Set task: Reproduce the whole passage on the armed forces cadre review below, word for word.

-- Start of Page text --

The three services appear to be moving in different directions, ignoring the one binding factor, which should have been exploited to the hilt, the HQ Integrated Defence Staff (IDS). Though without the appointment of a Chief of Defence Staff (CDS), this body remains toothless, yet if utilized imaginatively under the guidance of the Chiefs of Staff Committee (COSC), it could become a tool for effectively handling common issues which concern the three services.

Services conducting studies on their own on for improvement to their specific cadre may be hampered unless other services are on board. The army chief has ordered a cadre review of the army, post a gap of thirty- five years. The aim is to consider options for reducing its internal ranks for two major reasons. The first is to reduce the gap between the army and the civil services and the second is to ensure that those who miss promotional avenues ultimately retire at a much more senior rank, thus enhancing levels of satisfaction.

It has clearly missed the fact that while independent services can conduct their own cadre review, the ultimate decision would need to approval of the others. While promotions within services is an internal matter and concern the vacancies and strength of their own cadres, they cannot reduce ranks and offset the inter-service rank protocol.Even if accepted by the government, it would cause embarrassments in joint service establishments. Hence, ideally it should have been, akin to the pay commission, a common study involving all the services.

Post the army accepting the AV Singh committee recommendations in Dec 2004, it was forced down on the other services by the then government, despite their objections. For the army this occurred because of lessons learned during the Kargil conflict, which required to be implemented to enhance operational effectiveness. The other services were not similarlyimpacted. This may not be the case now, as the study is aimed at improving service conditions for other than operational reasons. Hence, if for some reason, one of the other services rejects it or raises queries, then it may end up as an exercise in futility.

If a cadre review is proposed to be realistic and pushed through the government for approval, then it would need to involve all three and be realistic in meeting the aspirations of the officer cadre of the armed forces, not the army alone. With joint backing, it may become difficult for the government to reject. The same logic may not hold good for JCOs and other ranks of the three services as their terms and conditions for enrolment and service vary.

-- End of Page text --
-- Start of Entries provided --

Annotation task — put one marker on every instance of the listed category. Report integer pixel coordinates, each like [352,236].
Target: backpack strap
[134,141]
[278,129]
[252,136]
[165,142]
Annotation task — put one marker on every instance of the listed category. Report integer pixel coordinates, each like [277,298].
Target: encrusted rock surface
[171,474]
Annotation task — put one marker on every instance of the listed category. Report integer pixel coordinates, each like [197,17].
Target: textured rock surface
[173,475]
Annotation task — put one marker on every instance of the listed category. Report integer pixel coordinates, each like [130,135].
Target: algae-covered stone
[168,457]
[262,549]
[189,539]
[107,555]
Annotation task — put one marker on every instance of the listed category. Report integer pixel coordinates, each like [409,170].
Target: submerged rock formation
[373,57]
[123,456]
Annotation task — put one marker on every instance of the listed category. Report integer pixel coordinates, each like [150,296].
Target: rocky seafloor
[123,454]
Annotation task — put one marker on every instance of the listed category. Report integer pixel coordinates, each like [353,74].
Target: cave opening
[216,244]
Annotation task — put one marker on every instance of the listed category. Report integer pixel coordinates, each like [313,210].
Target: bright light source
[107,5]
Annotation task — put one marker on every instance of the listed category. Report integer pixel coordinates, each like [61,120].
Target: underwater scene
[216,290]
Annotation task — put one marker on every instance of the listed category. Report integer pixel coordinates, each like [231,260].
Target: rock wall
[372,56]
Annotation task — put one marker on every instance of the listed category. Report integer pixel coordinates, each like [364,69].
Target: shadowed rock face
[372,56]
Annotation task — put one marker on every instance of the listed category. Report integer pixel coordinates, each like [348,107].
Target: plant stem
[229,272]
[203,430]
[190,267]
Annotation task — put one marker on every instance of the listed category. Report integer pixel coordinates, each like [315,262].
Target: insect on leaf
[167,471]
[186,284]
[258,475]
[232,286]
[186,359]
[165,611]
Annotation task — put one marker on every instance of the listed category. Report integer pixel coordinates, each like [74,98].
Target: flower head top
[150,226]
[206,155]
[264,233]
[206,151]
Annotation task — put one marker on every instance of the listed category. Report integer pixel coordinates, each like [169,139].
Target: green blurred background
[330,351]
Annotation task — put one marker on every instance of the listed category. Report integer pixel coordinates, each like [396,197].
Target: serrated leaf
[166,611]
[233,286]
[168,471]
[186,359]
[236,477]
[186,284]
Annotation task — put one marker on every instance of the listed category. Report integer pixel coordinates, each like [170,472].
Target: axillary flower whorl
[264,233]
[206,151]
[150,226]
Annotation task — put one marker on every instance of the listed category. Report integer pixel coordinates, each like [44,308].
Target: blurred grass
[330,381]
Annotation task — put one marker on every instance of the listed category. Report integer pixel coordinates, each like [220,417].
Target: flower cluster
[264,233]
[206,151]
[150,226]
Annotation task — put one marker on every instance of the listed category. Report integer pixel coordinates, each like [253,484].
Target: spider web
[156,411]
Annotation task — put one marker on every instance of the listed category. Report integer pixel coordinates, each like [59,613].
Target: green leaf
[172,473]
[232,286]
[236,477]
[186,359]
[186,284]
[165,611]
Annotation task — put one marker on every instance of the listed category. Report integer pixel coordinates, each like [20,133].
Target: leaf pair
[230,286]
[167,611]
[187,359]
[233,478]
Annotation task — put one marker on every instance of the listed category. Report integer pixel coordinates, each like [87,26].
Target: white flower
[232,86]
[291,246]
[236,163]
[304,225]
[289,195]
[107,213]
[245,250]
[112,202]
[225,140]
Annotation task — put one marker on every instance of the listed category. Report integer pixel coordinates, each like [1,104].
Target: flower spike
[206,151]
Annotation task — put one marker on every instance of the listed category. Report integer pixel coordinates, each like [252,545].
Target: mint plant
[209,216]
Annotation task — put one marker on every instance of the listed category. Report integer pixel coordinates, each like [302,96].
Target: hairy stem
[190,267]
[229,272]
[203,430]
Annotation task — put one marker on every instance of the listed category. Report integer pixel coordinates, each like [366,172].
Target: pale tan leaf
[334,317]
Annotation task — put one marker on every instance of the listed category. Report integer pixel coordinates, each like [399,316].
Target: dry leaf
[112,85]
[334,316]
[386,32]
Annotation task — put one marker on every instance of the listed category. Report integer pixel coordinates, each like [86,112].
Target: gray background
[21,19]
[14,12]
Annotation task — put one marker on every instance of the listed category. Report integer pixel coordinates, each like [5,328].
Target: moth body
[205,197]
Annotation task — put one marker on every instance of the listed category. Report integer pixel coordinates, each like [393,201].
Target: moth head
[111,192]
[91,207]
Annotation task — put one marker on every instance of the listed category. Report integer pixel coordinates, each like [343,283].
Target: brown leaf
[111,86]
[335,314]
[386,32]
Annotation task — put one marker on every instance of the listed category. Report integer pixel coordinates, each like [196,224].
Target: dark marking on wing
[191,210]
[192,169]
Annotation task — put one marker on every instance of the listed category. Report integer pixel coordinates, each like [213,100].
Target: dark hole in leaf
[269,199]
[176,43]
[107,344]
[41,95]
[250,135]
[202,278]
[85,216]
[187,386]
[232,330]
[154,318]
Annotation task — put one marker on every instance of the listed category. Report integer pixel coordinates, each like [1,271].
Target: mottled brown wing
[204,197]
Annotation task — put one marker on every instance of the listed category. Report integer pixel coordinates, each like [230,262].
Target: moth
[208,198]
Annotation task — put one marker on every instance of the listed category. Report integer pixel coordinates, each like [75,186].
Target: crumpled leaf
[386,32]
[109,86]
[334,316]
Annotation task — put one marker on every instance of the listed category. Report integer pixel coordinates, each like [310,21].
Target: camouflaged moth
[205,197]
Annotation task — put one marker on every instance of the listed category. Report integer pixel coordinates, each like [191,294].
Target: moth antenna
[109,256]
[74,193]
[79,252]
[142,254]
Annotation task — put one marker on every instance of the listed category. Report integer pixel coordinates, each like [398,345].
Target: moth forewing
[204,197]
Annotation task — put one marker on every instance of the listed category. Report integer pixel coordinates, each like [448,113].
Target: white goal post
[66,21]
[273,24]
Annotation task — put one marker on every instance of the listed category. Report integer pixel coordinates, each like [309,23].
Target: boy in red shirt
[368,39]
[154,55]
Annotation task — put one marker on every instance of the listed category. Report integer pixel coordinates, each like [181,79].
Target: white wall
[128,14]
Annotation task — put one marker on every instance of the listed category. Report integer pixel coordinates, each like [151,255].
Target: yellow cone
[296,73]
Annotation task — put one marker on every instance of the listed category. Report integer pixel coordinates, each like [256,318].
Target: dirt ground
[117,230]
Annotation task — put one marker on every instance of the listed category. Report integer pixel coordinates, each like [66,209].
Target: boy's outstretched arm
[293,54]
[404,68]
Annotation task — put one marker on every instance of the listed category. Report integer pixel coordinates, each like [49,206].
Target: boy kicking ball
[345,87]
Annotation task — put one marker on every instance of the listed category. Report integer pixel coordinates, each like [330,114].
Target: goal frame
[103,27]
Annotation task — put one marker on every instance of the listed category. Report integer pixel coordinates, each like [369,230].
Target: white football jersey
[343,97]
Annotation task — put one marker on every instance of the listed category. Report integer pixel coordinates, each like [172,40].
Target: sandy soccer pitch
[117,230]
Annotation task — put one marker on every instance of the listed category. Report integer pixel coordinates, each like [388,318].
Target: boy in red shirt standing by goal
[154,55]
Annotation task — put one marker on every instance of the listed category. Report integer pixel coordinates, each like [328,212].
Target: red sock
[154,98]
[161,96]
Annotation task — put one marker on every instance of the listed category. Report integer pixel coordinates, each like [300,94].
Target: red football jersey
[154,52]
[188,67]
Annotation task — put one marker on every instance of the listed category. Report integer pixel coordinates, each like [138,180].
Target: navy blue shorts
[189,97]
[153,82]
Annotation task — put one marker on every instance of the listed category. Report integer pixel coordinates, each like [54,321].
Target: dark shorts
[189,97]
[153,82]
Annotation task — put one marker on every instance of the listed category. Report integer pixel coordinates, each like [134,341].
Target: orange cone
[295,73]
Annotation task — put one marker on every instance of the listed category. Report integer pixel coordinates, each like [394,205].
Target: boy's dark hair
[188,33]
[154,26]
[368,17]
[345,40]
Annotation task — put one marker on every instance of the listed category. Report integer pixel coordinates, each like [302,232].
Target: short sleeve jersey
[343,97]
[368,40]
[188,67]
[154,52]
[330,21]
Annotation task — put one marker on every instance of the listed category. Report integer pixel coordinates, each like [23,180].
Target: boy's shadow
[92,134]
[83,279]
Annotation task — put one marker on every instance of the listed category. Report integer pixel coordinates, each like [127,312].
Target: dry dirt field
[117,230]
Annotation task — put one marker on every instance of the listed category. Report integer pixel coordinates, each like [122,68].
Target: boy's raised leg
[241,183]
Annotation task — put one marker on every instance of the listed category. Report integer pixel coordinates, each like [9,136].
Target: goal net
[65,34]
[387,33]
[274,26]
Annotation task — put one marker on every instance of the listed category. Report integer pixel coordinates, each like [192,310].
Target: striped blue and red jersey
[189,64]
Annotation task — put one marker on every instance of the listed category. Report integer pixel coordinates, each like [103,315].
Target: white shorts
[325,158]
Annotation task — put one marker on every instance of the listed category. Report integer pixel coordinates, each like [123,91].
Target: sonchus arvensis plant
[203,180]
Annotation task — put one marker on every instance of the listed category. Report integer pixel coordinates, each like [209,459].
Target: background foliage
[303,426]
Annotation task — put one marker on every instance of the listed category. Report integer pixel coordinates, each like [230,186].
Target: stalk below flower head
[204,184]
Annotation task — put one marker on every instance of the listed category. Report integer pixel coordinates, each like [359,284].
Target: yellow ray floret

-- End of Entries provided --

Final answer:
The three services appear to be moving in different directions, ignoring the one binding factor, which should have been exploited to the hilt, the HQ Integrated Defence Staff (IDS). Though without the appointment of a Chief of Defence Staff (CDS), this body remains toothless, yet if utilized imaginatively under the guidance of the Chiefs of Staff Committee (COSC), it could become a tool for effectively handling common issues which concern the three services.

Services conducting studies on their own on for improvement to their specific cadre may be hampered unless other services are on board. The army chief has ordered a cadre review of the army, post a gap of thirty- five years. The aim is to consider options for reducing its internal ranks for two major reasons. The first is to reduce the gap between the army and the civil services and the second is to ensure that those who miss promotional avenues ultimately retire at a much more senior rank, thus enhancing levels of satisfaction.

It has clearly missed the fact that while independent services can conduct their own cadre review, the ultimate decision would need to approval of the others. While promotions within services is an internal matter and concern the vacancies and strength of their own cadres, they cannot reduce ranks and offset the inter-service rank protocol.Even if accepted by the government, it would cause embarrassments in joint service establishments. Hence, ideally it should have been, akin to the pay commission, a common study involving all the services.

Post the army accepting the AV Singh committee recommendations in Dec 2004, it was forced down on the other services by the then government, despite their objections. For the army this occurred because of lessons learned during the Kargil conflict, which required to be implemented to enhance operational effectiveness. The other services were not similarlyimpacted. This may not be the case now, as the study is aimed at improving service conditions for other than operational reasons. Hence, if for some reason, one of the other services rejects it or raises queries, then it may end up as an exercise in futility.

If a cadre review is proposed to be realistic and pushed through the government for approval, then it would need to involve all three and be realistic in meeting the aspirations of the officer cadre of the armed forces, not the army alone. With joint backing, it may become difficult for the government to reject. The same logic may not hold good for JCOs and other ranks of the three services as their terms and conditions for enrolment and service vary.